REQUIRED WORK → Can you lay out the rows below as a two-column CSV with the headers request and answer, one line per row? Put each request's text and its answer in a single quoted field, with any line breaks replaced by spaces.

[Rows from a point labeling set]
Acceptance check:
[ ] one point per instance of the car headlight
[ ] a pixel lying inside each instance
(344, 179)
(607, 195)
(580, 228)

OUTPUT →
request,answer
"Acceptance check: [ ] one point per instance of the car headlight [ ] a pixel lying inside each instance","(344, 179) (607, 195) (580, 228)"